[Records for this task Boundary: Start]

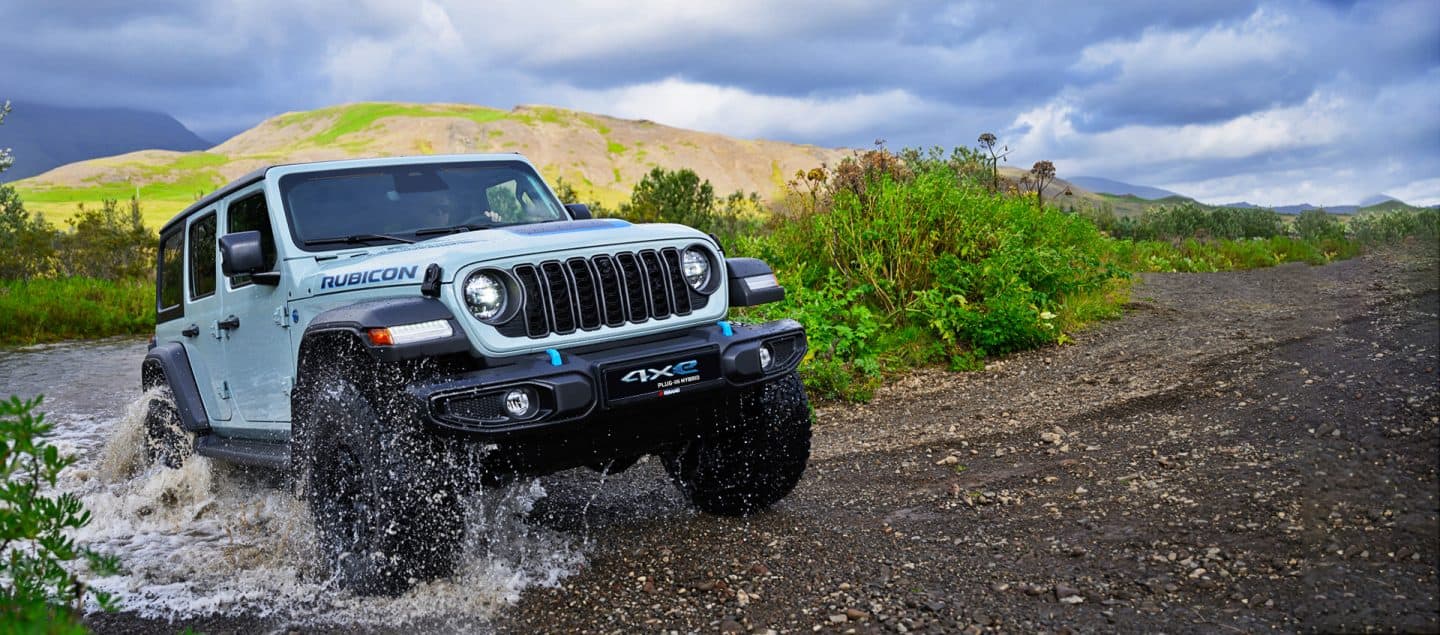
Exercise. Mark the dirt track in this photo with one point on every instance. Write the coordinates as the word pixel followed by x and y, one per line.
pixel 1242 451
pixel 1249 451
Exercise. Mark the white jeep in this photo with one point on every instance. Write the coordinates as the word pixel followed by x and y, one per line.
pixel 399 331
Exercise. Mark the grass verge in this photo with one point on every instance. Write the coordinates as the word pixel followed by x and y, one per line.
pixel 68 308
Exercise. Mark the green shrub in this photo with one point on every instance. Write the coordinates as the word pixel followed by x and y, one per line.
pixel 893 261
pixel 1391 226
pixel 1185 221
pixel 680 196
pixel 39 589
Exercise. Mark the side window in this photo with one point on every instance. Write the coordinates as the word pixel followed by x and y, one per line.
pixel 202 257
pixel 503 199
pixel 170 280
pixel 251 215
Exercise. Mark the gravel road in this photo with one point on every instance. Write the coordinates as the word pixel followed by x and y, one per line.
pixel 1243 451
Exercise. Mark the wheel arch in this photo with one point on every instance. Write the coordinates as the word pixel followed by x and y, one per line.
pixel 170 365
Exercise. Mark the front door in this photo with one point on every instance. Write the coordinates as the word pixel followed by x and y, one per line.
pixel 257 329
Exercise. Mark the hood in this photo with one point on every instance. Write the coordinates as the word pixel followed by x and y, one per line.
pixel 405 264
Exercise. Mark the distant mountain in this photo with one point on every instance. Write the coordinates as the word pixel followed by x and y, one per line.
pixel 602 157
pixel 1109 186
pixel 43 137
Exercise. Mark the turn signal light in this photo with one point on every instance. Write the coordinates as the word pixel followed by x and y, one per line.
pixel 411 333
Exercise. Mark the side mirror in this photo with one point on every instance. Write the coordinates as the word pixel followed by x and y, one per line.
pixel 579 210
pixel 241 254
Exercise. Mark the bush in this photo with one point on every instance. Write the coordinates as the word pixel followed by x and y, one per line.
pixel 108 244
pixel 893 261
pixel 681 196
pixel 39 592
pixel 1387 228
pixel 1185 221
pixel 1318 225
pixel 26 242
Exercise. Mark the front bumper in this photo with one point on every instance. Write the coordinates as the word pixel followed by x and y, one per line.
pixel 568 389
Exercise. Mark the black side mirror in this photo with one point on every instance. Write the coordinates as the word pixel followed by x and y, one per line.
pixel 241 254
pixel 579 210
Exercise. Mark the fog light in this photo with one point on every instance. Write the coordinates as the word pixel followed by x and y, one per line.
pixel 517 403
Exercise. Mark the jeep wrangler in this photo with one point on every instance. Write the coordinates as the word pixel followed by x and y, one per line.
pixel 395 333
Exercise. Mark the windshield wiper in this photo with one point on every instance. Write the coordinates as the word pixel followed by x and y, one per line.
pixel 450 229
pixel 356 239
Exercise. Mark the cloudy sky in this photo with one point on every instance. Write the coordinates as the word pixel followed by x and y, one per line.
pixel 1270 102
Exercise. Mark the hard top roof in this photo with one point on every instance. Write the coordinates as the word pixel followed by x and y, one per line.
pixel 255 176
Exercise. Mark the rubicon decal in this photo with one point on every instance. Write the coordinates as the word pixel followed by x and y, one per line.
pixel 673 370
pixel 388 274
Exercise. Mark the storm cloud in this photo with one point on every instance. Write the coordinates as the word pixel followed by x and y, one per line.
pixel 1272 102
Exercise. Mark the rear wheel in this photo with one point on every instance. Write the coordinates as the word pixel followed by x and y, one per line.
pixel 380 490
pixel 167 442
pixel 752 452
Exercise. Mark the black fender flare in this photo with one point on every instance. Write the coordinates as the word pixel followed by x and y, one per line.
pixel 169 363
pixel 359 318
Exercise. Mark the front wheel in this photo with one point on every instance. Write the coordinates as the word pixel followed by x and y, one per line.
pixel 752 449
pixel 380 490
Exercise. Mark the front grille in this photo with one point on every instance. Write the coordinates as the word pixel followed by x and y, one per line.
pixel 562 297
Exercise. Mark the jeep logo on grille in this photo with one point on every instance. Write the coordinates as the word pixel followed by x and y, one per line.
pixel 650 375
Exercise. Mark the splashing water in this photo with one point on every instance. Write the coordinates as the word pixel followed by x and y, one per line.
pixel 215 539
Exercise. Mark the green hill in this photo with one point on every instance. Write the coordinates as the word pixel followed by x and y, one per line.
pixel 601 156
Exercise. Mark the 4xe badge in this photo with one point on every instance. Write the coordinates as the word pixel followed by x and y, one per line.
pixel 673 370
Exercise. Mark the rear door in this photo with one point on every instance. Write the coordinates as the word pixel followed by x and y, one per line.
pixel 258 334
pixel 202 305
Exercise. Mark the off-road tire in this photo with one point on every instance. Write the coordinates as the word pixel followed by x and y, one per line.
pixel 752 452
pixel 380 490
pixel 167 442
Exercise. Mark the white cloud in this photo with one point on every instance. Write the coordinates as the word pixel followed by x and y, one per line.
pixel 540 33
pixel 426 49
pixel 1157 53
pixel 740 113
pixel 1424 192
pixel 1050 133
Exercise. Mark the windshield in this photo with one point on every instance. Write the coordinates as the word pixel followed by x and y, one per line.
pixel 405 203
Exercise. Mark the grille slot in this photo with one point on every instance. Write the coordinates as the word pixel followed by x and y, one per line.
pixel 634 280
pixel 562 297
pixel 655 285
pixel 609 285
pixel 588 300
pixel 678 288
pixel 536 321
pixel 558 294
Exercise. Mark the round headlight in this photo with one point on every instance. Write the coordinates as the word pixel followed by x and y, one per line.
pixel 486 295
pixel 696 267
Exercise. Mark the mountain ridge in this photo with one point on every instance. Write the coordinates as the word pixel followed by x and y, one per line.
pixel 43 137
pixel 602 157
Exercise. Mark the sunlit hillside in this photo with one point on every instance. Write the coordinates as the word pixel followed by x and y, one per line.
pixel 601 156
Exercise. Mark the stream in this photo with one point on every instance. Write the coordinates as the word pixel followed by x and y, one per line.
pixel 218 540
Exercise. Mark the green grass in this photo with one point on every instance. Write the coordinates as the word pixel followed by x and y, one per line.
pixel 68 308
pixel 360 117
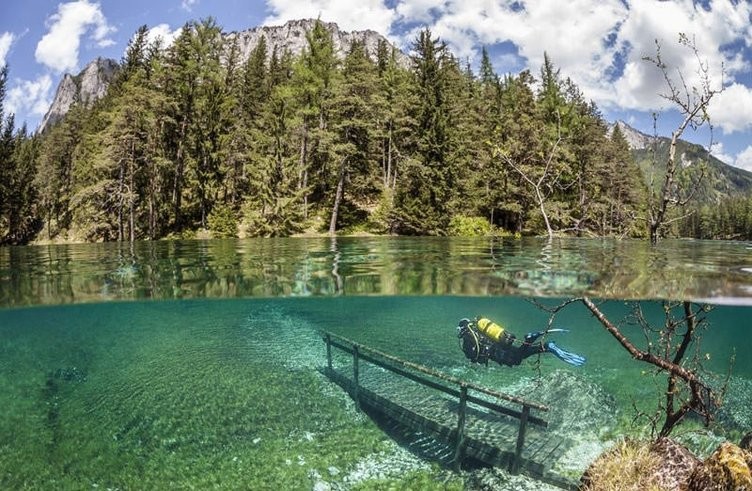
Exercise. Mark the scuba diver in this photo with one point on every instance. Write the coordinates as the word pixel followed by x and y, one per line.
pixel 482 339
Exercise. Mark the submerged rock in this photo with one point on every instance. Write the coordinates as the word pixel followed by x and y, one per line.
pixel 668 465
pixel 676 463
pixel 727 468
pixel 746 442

[Records for this task Boundary: End]

__Assignment__
Each line above should be output exactly, apart from the pictures.

__Task solution__
Exercise. Mark the dirt track in this photo with one point on every instance. Write the coordinates as the word pixel followed by x and y, one per line.
pixel 1242 451
pixel 1249 451
Exercise. Mark the white jeep in this photo with one point on every instance. Write the coordinates as the word pixel followed by x and y, one per line.
pixel 399 331
Exercise. Mark the grass verge in this photo with one point on every instance. Write the coordinates as the word pixel followed by x and y, one per line.
pixel 68 308
Exercise. Mark the green shrub in this photo with one point on every instance. Write the coordinates as the word pixel followed by x and y, one per line.
pixel 893 261
pixel 1391 226
pixel 1185 221
pixel 680 196
pixel 39 589
Exercise. Mark the side window in this photo with one point on every instance. Write the coordinates as the word pixel followed by x and y, one per line.
pixel 202 257
pixel 503 199
pixel 170 280
pixel 251 215
Exercise. Mark the gravel road in this photo with one point on every instance. Write the coordinates as the word pixel followed by x and y, one per line.
pixel 1243 451
Exercise. Mark the wheel arch in this photo with one point on every instance. Write the coordinates as the word pixel followed by x and y, one per line.
pixel 170 365
Exercise. Mark the front door in this photo with one point on every instance. Write the coordinates as the word pixel followed by x and y, one per line.
pixel 257 329
Exercise. Mark the hood in this photo with one point on every instance. Write the coordinates as the word pixel followed by x and y, one per line.
pixel 405 264
Exercise. Mark the distant mountain in this photo with one point on every instance. Write the coordinates as the word pixel followed by x and y, one per line.
pixel 602 157
pixel 1109 186
pixel 43 137
Exercise. Mark the turn signal light in this photo with one point on every instance. Write the coordinates as the word pixel followed by x and y, one per line.
pixel 411 333
Exercise. Mark the side mirror in this photo with one point on every instance. Write the coordinates as the word pixel followed by x and y, one per line.
pixel 579 210
pixel 241 254
Exercise. Mark the bush in this photo with one point on every instance. Write the coordinates as the word pixel followed by x and y, one per line.
pixel 108 244
pixel 893 261
pixel 681 196
pixel 39 592
pixel 1387 228
pixel 1185 221
pixel 1318 225
pixel 26 242
Exercise. Mark the front bumper in this photo with one point on every instance. Write the coordinates as the word pixel followed by x and y, one per line.
pixel 568 389
Exercise. Mark the black side mirror in this photo with one point on every instance. Write the coordinates as the word pixel followed by x and y, one per line.
pixel 241 254
pixel 579 210
Exercise. Mark the fog light in this photo with one point on every instance. Write the coordinates as the word pixel followed by x and y, one per line.
pixel 517 403
Exercise. Mark the jeep wrangler in this photo with one point on every instance. Write the coordinates as the word pixel followed by x and y, one per line.
pixel 395 333
Exercise. Mark the windshield wiper in this photo with one point on every instance. Write the coordinates as the word pixel followed by x and y, one per line.
pixel 450 229
pixel 356 239
Exercise. Mark the cloudy sky in this photo with one point on every instance. Write the coordinates as the word pixel followed by x and y, one per line.
pixel 1270 102
Exercise. Mark the hard top roof in this photo with one point on every instance. Write the coordinates as the word pixel followed by x and y, one per line.
pixel 255 176
Exercise. Mark the rubicon decal in this photo with one point on every instance. Write the coordinates as the word pixel followed by x and y, one per line.
pixel 673 370
pixel 388 274
Exercise. Mark the storm cloud in this photo with one point on every instance. Write the coordinates as the word pixel followed by x and y, one per line.
pixel 1272 102
Exercise. Mark the rear wheel in this photo with one point on every instance. Write the coordinates as the word pixel followed by x and y, one per line.
pixel 380 490
pixel 167 442
pixel 752 452
Exercise. Mark the black fender flare in this photo with one point on every instance. Write the coordinates as the word pixel followed by x and y, one per line.
pixel 169 363
pixel 359 318
Exercise. Mark the front wheel in this photo with one point on every instance. Write the coordinates as the word pixel followed by x and y, one per line.
pixel 752 449
pixel 380 490
Exercise. Mark the front grille in this photo with one point on every instance. Write the coordinates as the word pixel followed by x and y, one per line.
pixel 562 297
Exercise. Mark the jeep logo on grille in this photo with one point on every instance. Write the coordinates as the word pixel followed by x and y, one per line.
pixel 650 375
Exercise. Mark the splashing water in this photo with one point on every instance. Write the coordinates as the word pixel followed by x and y, one per line.
pixel 215 539
Exercise. Mark the green hill in this photo with one point on every instance. Write the coordinates as the word pixel followed by x and y, one per line.
pixel 601 156
Exercise. Mark the 4xe badge in this photo with one point on every instance. Write the coordinates as the word pixel followed by x and y, one per line.
pixel 673 370
Exercise. Mark the rear door in this photo with one point on every instance. Write the coordinates as the word pixel followed by x and y, one per line.
pixel 258 334
pixel 202 305
Exercise. Mark the off-road tire in this photo with one point on every instance. Write the coordinates as the word pixel followed by x and y, one per line.
pixel 752 452
pixel 380 490
pixel 167 442
Exercise. Mark the white cloud in this photo with one point on every instance. Write the coordinates as the word pixel followed by x and y, one per line.
pixel 540 33
pixel 426 49
pixel 1157 53
pixel 740 113
pixel 1424 192
pixel 1050 133
Exercise. Mark the windshield in this photo with one point on every instance. Write the coordinates as the word pixel followed by x and y, one per line.
pixel 405 203
Exercise. Mark the grille slot in this photo with one point on every instance. Write the coordinates as the word pixel followed by x and y, one per line.
pixel 634 280
pixel 562 297
pixel 655 285
pixel 609 285
pixel 588 300
pixel 678 288
pixel 536 321
pixel 558 294
Exercise. Mark the round headlight in this photo with one point on every instance. Write the coordinates as the word pixel followed by x and y, one per line.
pixel 486 295
pixel 696 267
Exercise. Mark the mountain ridge in this photo with one point on every instance. Write the coordinates as the word pixel followed by x and y, one per line.
pixel 43 137
pixel 602 157
Exercise. Mark the sunlit hillside in this photo with one point on every instance. Write the coordinates as the word pixel followed by x and y, one per line.
pixel 601 156
Exercise. Mark the stream in this photo with one point on every instance. Write the coordinates as the word pixel followed by x and y, one per line.
pixel 218 540
Exercise. Mark the green grass in this photo with one point on every instance. Write the coordinates as the word pixel followed by x and y, one per line.
pixel 68 308
pixel 360 117
Exercise. Mark the scuba diver in this photo with one point on every instance. Write the coordinates as the word pixel followed by x and y, one per line.
pixel 482 339
Exercise. Mark the submerged rock in this photo with one point on every instance. Write the coordinates as the word pixel followed by x and y, one per line.
pixel 668 465
pixel 676 463
pixel 727 468
pixel 746 442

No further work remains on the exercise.